═════ RECORDED INFORMATION ═════

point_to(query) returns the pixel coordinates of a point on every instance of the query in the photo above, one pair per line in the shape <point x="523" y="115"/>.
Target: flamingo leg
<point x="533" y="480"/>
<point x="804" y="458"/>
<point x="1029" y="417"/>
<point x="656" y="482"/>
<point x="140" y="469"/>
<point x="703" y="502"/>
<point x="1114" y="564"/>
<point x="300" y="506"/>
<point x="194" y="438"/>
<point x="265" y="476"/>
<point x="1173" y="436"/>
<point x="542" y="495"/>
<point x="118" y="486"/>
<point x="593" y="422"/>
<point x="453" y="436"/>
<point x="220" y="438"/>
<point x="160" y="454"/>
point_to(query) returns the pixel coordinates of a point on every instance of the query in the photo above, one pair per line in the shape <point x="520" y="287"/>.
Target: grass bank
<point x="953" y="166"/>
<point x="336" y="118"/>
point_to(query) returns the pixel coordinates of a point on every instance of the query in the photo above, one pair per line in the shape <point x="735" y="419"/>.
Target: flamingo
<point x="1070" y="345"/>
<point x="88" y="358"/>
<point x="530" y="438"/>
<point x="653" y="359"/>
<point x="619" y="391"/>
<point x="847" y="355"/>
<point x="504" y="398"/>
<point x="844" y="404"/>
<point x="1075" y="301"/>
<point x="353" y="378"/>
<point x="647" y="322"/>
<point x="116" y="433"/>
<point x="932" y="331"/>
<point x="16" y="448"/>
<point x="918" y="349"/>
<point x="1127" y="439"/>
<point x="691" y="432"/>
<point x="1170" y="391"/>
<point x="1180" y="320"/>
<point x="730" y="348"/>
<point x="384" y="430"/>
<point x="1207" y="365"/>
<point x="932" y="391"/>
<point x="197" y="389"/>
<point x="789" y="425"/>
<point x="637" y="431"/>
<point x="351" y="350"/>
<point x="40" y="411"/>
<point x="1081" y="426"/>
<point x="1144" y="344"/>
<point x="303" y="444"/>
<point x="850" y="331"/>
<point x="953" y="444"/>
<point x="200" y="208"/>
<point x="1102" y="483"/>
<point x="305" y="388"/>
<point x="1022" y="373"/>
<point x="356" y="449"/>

═════

WHAT IS NEEDED: All lines that hold the word "above" should be copied from the data.

YOUR SOLUTION:
point_to(query) returns the pixel coordinates of a point on every instance of the query in the photo above, one pair per line in the shape <point x="523" y="115"/>.
point_to(query) returns the pixel coordinates of a point on every instance of the query in the photo above, one pair per line in the shape <point x="520" y="287"/>.
point_to(query) returns the pixel coordinates of a point on every instance of the query in the photo above, one pair per line in the shape <point x="735" y="419"/>.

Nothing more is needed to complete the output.